┌────────

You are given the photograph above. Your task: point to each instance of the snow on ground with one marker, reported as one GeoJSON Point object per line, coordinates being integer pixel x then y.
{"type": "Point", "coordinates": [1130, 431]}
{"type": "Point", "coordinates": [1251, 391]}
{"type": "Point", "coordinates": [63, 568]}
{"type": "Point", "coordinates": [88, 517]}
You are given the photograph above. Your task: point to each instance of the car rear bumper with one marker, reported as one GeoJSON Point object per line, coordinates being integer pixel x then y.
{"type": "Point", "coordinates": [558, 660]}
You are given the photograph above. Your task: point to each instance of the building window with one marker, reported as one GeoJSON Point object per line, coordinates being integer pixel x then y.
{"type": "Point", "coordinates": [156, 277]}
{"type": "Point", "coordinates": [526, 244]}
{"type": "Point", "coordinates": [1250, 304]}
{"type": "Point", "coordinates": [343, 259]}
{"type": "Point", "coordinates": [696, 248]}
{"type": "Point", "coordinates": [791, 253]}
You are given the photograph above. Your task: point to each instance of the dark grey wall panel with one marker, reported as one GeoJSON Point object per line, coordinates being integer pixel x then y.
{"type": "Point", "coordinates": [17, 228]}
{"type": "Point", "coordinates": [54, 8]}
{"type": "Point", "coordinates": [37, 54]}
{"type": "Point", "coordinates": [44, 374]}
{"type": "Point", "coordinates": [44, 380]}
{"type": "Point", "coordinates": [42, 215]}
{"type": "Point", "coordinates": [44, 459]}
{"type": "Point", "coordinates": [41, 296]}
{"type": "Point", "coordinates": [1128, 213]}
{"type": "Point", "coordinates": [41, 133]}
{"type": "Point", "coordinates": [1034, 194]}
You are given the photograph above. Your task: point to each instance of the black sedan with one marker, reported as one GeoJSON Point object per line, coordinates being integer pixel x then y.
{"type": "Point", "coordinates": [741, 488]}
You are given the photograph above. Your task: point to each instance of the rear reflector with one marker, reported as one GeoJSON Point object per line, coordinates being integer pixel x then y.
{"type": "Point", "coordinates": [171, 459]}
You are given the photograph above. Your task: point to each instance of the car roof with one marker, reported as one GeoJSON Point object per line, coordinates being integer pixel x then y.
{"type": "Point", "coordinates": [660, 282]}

└────────

▶ _WHAT IS ASKED_: Copy out the stretch from the row containing "of the rear" through the last of the rows, substituting "tail reflector" for "rear reflector" and leaving everything else unchanged.

▶ _FULL RESPONSE_:
You are given the photograph above. Your task: point to each instance of the tail reflector with one marker, reported as one GeoJSON Point object per line, coordinates being integer pixel x then y.
{"type": "Point", "coordinates": [171, 459]}
You are given the photograph above. Your task: point to each instance of the car roof with one marker, reported as one GeoJSON Point object per line, coordinates being integer pixel x then y.
{"type": "Point", "coordinates": [660, 282]}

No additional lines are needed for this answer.